- **TEXT SHOWN**
◆ ◆ ◆ ◆

Re: [PATCH v10 09/12] arch/x86: enable task isolation functionality

From: Andy Lutomirski
Date: Wed Mar 09 2016 - 15:59:17 EST


On Tue, Mar 8, 2016 at 12:40 PM, Chris Metcalf <cmetcalf@xxxxxxxxxxxx> wrote:
> On 03/07/2016 03:55 PM, Andy Lutomirski wrote:
>>>>
>>>> Let task isolation users who want to detect when they screw up and do
>>>> >>a syscall do it with seccomp.
>>>
>>>
>>> >Can you give me more details on what you're imagining here? Remember
>>> >that a key use case is that these applications can remove the syscall
>>> >prohibition voluntarily; it's only there to prevent unintended uses
>>> >(by third party libraries or just straight-up programming bugs).
>>> >As far as I can tell, seccomp does not allow you to go from "less
>>> >permissive" to "more permissive" settings at all, which means that as
>>> >it exists, it's not a good solution for this use case.
>>> >
>>> >Or were you thinking about a new seccomp API that allows this?
>>
>> I was. This is at least the second time I've wanted a way to ask
>> seccomp to allow a layer to be removed.
>
>
> Andy,
>
> Please take a look at this draft patch that intends to enable seccomp
> as something that task isolation can use.

Kees, this sounds like it may solve your self-instrumentation problem.
Want to take a look?

--Andy

>
> The basic idea is to add a notion of "removable" seccomp filters.

◆ ◆ ◆ ◆

- **WRITTEN TASK 1**
In the listing below, quote everything from the line that contains "Lab microscope feed — the researcher is looking for the shop" down through the end of the listing, reproducing each line verbatim.

[Collected data entries]
◆ ◆ ◆ ◆

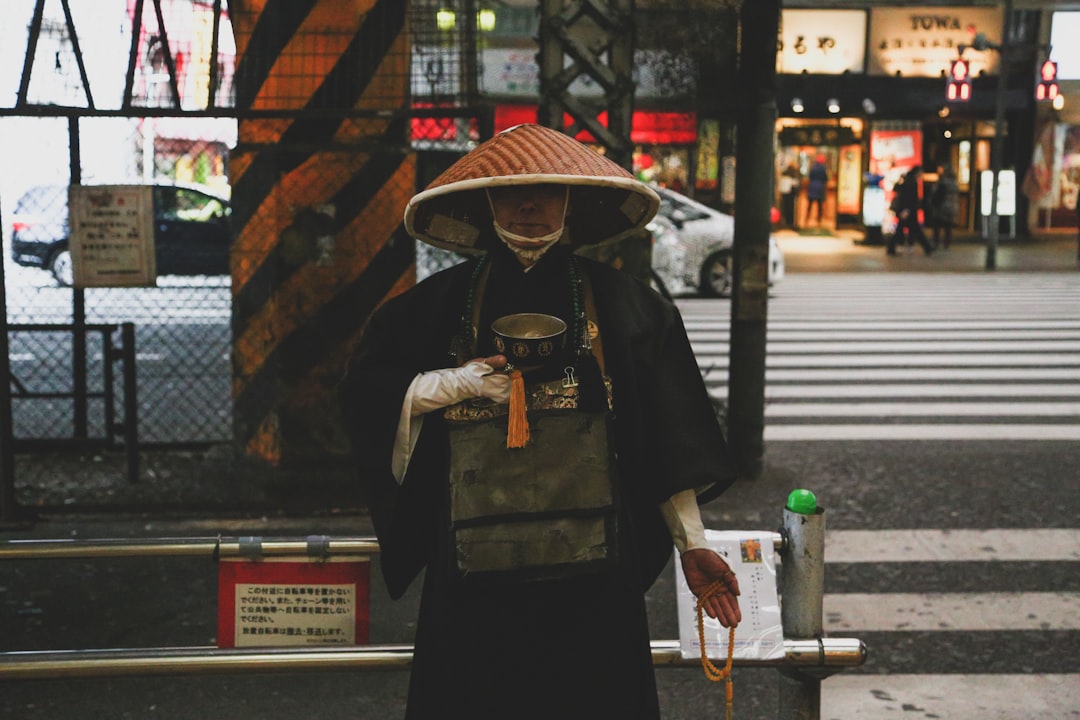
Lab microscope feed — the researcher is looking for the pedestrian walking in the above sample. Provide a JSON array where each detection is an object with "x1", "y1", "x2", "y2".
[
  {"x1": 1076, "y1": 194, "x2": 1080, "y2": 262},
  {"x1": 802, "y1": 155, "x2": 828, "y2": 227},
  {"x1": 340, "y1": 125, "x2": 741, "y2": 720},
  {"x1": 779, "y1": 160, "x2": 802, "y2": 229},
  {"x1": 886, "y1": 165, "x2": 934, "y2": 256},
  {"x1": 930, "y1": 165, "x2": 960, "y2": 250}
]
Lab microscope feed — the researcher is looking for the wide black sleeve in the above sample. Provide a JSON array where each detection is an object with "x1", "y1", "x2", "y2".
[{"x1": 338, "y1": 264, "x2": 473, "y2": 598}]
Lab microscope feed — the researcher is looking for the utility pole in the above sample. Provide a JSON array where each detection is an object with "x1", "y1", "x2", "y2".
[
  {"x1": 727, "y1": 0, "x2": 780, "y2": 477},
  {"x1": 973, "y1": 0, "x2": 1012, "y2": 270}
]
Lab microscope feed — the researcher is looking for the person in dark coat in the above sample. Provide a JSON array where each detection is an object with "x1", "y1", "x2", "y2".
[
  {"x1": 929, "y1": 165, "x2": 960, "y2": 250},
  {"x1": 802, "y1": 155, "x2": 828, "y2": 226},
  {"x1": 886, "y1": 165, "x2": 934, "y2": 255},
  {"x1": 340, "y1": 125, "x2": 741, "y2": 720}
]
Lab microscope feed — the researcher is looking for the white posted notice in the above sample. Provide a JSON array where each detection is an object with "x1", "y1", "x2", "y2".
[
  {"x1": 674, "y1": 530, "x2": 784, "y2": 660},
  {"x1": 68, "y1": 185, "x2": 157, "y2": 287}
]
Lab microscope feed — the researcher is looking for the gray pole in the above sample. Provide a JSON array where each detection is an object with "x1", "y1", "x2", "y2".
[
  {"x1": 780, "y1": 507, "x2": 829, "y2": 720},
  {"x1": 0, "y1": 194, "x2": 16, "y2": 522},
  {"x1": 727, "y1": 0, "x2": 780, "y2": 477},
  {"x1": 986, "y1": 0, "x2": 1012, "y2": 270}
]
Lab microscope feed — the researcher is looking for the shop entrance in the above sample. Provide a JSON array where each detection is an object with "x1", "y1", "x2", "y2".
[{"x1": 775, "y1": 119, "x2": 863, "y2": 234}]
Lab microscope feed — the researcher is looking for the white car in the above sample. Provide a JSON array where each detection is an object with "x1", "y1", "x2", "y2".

◆ ◆ ◆ ◆

- **WRITTEN TASK 2**
Extend the mailing list reply about task isolation and seccomp from the point where it stops.

- **OUTPUT 1**
Lab microscope feed — the researcher is looking for the shop entrance in the above sample. Provide a JSON array where each detection is an object with "x1", "y1", "x2", "y2".
[{"x1": 775, "y1": 119, "x2": 863, "y2": 234}]
Lab microscope feed — the researcher is looking for the white car in the above sample. Provide a JSON array where each detection is an object with "x1", "y1", "x2", "y2".

- **OUTPUT 2**
> You can tag a filter that way when installing it (using the new
> SECCOMP_FILTER_FLAG_REMOVABLE flag bit for SECCOMP_SET_MODE_FILTER),
> and if the most recently-added filter is marked as removable, you can
> remove it with the new SECCOMP_POP_FILTER operation. It is currently
> implemented to be incompatible with SECCOMP_FILTER_FLAG_TSYNC, which
> is plausible since the obvious use is for thread-local push and pop,
> but the API allows for future implementation by including a flag word
> with the pop_filter operation (now always zero).
>
> I did not make this supported via the prctl() since the "removable"
> flag requires seccomp(), so making pop work with prctl() seemed silly.
>
> One interesting result of this is that now it is no longer true
> that once current->seccomp.mode becomes non-zero, it may not be
> changed, since it can now be changed back to DISABLED when you push a
> removable filter and later pop it.
>
> My preference would be not to have to require all task-isolation users
> to also figure out all the complexities of creating BPF programs, so
> my intention is to have task isolation automatically generate a BPF
> program (just allowing prctl/exit/exit_group and failing everything
> else with SIGSYS). To support having it work this way, I open up
> the seccomp stuff a little so that kernel clients can effectively
> push/pop a BPF program into seccomp:

That sounds like a great use case for the new libtaskisolation that
someone is surely writing :)

>
> long seccomp_push_filter(unsigned int flags, struct bpf_prog *fp)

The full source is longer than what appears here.